SHORT EXERCISE 1 | In the records, swap "calm green water" for "still green water" from the line with "Find the long" up to and including the line with "x=280, y=973". Give back only those lines, with everything else left as it is.

# sucker festival outing!!!!!!!!



## sideshow (Jan 25, 2001)

Just had a brain storm.. lets all go to omer!!!!!!!!


----------



## trout (Jan 17, 2000)

That sounds like a nice day fishing.


----------



## knockoff64 (Oct 14, 2001)

Do I have to wear a clown suit to show up?


----------



## jpollman (Jan 14, 2001)

I'll go !

I'll leave my WD-40 at home though  

(OOOH , I shouldn't have said that !)


----------



## Ruler (Nov 30, 2001)

Clown suits optional, but everybody has to have the requisite straw in the teeth and speak with a drawl.  

Heck, if 1% of the people here go to Omer, the town will never be the same! They only have about 6 people in the place total, so imagine the crowds!


----------



## Getaway (Jan 17, 2001)

You've got to be kidding me. I'm only going if I can get on the barge that is always in the middle of the river. I've always wondered what the heck he does on that thing.


----------



## NEMichsportsman (Jul 3, 2001)

Havent fished there in years but I drive by them twice a weekend every year...sounds like fun!!! I have always wanted to have a big group to go with but always had problems putting it together. I wouldnt mind firing up the ol' smoker and filling it with a bunch of suckers...Lets get to work putting it together.


jp


----------



## skinne (Dec 20, 2000)

if ya can spit chew juice to count me in.scary to say some my familys roots started there.post the day and ill try to be there


----------



## sideshow (Jan 25, 2001)

ok guys I was really jokin about fishing in omer for suckers.. but I do go down there with the sucker crowds and pop a couple steelies now and again!!! Love getting made fun of for wearing waders to sucker festival then walking back out with a couple steelhead....

Pointing dataset excerpts
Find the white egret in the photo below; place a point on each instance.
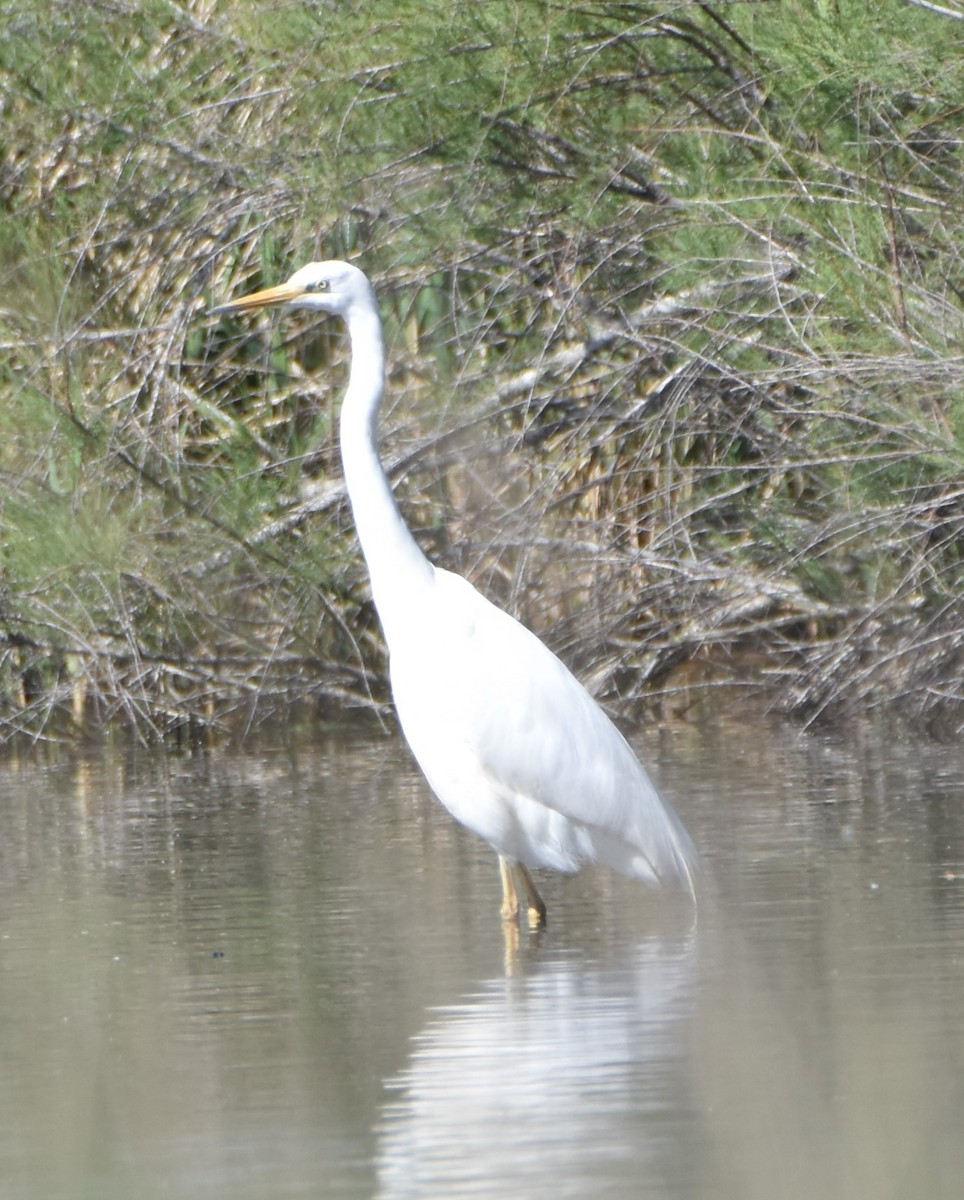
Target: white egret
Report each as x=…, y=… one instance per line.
x=509, y=741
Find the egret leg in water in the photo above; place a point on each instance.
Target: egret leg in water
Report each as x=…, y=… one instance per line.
x=509, y=741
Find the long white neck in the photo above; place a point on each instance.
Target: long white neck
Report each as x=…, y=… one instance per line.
x=396, y=564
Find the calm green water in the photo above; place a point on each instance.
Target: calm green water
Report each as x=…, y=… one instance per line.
x=280, y=973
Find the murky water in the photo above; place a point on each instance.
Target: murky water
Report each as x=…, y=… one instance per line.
x=280, y=972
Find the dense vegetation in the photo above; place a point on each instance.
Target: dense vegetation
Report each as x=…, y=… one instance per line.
x=674, y=294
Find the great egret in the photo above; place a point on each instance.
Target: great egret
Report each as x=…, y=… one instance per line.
x=509, y=741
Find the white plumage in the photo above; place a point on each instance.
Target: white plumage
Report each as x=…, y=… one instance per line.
x=509, y=741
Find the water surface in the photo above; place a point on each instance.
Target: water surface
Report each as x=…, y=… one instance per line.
x=280, y=972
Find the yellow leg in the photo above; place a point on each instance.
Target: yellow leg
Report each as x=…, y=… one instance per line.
x=537, y=905
x=509, y=898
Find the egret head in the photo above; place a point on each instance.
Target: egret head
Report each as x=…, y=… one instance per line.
x=329, y=287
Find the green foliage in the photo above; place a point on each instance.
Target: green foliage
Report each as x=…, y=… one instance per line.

SHORT EXERCISE 2 | Supply the next part of the forum thread about a sucker festival outing to Omer, starting after its final post.

WRITTEN RESPONSE 1 |
Find the long white neck in the photo above; place a point on each instance.
Target: long white neck
Report each as x=…, y=… one instance per line.
x=396, y=564
Find the still green water in the photo above; place a point on each instance.
Target: still green water
Report each as x=…, y=… one instance per line.
x=280, y=973

WRITTEN RESPONSE 2 |
sideshow


----------



## Guest (Feb 22, 2002)

I read once that Omer was the smallest town in Michigan? 

Population.....


----------



## sideshow (Jan 25, 2001)

its small....


----------



## WEEZER (Feb 1, 2000)

I like to go to Omer, It's usually a class reunion for me. I also like catching hawg eyes and then letting them go. Man do I get some dirty looks.


----------



## omerjim (Feb 19, 2002)

Golly Gee Fellas, youmakin fun outta my sity? The ice went out yesterday (feb 21st)about 1pm. The buglemouth trout should be in along with those shiney silver fish. Soon as I get done haulen in water for Ma's spring bath I might go cut a sapling,tie on some store twine and a saftey pin, grub up some worms and see if I can catch some. Sure has been a pain latley keepin those big green ones from takin the bait though


----------



## bloo_gilz (Jan 7, 2001)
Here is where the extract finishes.